• [WHAT IS NEEDED]: Count how many lines of the material below contain the word "mounted". Reply with the number alone.

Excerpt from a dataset
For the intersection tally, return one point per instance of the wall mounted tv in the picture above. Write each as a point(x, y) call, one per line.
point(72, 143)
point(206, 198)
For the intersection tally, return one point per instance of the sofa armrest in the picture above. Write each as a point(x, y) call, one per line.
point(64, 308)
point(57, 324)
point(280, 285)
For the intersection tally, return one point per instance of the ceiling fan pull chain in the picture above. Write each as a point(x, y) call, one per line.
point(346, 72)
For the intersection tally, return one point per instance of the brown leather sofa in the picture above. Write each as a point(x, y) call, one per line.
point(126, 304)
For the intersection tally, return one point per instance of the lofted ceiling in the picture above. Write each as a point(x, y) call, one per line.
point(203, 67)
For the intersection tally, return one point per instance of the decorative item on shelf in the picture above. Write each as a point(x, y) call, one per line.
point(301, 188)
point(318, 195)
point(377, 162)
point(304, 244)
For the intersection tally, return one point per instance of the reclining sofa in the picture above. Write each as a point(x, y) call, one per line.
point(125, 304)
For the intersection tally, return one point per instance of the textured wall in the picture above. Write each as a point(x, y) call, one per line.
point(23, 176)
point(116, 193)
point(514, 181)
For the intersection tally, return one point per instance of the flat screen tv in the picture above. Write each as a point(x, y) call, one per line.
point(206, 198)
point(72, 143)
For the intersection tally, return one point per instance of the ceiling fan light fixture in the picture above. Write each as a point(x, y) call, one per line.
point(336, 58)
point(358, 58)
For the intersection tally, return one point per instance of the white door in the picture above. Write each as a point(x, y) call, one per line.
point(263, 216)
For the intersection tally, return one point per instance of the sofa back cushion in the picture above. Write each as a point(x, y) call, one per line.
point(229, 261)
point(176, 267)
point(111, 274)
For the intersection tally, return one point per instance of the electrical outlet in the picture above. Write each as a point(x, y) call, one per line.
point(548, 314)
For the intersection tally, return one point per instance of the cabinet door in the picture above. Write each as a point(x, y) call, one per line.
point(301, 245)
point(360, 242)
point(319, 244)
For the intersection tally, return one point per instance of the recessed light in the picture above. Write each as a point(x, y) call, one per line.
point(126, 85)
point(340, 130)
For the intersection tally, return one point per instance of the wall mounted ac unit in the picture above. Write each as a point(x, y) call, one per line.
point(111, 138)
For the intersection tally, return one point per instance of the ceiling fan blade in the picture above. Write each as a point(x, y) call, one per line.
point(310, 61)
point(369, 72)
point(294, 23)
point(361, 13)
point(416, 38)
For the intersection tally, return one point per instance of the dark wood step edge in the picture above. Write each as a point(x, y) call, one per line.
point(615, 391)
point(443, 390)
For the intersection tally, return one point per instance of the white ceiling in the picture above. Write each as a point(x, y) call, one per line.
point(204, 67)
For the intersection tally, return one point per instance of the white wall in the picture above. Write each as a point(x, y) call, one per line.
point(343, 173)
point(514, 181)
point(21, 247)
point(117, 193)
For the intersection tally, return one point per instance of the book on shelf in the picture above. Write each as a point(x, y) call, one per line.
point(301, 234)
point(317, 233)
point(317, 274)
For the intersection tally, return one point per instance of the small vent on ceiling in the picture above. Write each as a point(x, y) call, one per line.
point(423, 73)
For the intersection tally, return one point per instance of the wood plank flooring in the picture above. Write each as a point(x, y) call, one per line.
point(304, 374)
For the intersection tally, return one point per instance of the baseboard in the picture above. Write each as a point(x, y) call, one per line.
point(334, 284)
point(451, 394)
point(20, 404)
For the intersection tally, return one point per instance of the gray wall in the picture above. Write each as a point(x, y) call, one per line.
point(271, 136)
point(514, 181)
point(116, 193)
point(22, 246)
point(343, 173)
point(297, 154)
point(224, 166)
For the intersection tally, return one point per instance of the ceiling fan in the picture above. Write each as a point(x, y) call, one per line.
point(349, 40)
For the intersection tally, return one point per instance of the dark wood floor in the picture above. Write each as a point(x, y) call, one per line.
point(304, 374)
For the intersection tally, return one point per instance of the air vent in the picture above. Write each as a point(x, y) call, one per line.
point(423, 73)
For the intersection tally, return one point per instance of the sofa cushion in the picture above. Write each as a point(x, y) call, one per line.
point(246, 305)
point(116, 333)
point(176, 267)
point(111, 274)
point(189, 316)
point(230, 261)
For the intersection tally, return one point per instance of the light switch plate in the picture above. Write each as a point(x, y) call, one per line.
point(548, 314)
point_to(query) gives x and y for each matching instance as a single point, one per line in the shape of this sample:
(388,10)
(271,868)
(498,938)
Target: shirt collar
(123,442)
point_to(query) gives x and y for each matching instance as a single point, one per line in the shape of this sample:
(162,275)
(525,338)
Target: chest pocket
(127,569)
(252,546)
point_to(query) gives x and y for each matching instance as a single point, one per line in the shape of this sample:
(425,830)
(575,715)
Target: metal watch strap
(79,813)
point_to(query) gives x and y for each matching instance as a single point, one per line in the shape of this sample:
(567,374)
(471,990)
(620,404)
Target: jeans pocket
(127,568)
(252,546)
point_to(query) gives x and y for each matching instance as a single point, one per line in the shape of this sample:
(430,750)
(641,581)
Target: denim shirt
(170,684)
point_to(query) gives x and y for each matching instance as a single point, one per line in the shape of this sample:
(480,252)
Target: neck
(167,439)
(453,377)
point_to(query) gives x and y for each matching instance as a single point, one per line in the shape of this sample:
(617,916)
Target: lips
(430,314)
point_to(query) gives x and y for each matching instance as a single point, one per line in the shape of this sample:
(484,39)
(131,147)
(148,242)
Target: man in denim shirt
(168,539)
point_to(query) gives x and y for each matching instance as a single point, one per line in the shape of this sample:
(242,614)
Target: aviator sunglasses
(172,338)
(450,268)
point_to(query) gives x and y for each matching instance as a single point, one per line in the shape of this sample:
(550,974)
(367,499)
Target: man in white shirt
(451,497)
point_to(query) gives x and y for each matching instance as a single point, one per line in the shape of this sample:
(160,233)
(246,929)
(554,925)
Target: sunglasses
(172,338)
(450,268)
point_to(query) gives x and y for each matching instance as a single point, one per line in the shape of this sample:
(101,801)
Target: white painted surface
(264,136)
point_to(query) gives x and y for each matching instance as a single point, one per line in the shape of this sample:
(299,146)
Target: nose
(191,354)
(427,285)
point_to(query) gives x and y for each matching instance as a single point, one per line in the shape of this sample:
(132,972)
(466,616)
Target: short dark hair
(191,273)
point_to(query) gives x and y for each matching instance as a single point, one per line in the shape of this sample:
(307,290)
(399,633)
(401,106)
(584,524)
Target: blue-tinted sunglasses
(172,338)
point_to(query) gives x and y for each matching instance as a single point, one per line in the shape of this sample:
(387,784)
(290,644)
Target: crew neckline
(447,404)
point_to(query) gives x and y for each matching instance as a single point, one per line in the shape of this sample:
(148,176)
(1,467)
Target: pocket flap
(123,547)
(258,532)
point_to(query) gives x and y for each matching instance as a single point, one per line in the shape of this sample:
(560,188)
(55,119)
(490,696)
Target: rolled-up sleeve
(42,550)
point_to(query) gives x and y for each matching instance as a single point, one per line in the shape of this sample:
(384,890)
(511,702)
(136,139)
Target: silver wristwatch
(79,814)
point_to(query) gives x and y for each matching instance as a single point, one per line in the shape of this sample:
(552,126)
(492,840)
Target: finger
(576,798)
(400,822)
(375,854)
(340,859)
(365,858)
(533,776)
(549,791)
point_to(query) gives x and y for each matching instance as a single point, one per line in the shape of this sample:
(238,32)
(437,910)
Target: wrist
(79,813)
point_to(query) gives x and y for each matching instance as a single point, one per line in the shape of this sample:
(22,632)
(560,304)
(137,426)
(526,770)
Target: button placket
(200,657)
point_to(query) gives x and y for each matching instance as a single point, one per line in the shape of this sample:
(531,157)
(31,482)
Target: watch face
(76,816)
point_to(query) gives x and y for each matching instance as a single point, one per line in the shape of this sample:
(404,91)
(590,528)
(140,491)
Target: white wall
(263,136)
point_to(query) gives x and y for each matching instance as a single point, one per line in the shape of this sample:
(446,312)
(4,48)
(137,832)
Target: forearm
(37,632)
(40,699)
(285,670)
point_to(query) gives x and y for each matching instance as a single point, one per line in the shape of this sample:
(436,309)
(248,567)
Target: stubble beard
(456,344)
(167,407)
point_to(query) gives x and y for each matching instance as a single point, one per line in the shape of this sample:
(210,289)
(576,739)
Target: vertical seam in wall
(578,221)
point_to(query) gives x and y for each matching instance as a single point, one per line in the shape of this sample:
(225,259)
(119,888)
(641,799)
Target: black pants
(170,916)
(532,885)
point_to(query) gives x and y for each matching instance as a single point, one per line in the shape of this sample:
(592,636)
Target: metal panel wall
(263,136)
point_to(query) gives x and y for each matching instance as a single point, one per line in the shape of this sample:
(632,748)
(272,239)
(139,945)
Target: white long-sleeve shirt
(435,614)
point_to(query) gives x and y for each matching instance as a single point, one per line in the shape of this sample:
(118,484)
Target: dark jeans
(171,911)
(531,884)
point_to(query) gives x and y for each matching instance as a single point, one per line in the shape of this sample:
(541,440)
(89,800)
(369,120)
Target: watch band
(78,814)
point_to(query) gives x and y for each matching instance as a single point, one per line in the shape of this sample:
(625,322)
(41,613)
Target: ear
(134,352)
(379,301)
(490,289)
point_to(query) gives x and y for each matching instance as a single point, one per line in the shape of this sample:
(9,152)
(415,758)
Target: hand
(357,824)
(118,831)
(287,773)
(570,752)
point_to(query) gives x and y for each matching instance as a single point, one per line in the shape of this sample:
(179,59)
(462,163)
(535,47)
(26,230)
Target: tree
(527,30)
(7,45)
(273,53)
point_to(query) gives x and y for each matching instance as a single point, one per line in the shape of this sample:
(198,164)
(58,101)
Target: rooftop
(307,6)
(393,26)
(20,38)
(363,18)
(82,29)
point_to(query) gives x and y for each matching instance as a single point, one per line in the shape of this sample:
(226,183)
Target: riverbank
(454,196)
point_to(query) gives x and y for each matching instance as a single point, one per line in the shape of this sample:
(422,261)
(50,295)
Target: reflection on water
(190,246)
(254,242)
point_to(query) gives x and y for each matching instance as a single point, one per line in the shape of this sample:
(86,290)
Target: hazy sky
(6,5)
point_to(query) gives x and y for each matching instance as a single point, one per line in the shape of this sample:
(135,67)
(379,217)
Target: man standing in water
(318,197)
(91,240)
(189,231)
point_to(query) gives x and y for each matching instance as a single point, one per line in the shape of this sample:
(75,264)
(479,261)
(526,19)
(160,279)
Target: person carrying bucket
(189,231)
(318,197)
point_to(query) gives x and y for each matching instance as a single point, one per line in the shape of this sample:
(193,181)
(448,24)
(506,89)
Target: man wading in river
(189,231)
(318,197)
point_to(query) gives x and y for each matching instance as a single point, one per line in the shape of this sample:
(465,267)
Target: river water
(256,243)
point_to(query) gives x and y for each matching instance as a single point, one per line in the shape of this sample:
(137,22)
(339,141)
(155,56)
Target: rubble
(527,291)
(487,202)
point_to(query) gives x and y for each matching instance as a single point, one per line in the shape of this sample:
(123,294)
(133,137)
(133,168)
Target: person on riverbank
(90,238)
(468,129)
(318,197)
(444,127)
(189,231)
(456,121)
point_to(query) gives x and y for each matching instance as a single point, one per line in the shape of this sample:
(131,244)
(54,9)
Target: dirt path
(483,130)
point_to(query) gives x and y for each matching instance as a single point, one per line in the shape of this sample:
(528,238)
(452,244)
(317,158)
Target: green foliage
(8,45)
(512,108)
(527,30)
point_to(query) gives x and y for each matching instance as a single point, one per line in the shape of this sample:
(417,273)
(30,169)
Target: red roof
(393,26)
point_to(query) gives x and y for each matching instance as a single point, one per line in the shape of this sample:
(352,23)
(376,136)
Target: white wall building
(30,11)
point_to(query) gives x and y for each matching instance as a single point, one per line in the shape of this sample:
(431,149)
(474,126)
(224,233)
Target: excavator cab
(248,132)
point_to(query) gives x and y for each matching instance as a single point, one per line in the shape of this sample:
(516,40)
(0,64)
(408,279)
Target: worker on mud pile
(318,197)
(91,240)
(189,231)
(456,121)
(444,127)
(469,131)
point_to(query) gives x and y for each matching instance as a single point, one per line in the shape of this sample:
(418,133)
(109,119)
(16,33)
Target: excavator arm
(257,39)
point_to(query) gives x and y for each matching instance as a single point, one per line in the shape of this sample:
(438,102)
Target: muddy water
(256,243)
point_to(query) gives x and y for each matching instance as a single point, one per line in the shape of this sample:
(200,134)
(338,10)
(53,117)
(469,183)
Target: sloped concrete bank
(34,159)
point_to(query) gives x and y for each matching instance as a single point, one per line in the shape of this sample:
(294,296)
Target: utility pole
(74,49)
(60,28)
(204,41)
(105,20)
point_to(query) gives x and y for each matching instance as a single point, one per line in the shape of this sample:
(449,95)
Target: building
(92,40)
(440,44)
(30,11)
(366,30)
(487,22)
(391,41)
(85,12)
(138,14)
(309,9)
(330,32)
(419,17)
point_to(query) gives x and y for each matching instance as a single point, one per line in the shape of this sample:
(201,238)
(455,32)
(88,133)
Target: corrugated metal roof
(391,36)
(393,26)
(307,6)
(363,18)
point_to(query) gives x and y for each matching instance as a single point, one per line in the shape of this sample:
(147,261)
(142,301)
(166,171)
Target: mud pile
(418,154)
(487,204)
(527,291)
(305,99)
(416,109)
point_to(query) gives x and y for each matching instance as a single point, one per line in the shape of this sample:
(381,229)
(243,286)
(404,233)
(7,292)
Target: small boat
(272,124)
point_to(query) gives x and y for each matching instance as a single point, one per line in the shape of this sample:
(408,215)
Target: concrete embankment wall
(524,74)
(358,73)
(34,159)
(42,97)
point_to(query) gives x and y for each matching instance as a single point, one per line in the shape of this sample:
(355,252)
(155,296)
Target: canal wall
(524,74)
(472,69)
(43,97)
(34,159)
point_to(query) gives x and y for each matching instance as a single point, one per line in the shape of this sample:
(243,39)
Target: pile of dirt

• [EXPECTED ANSWER]: 2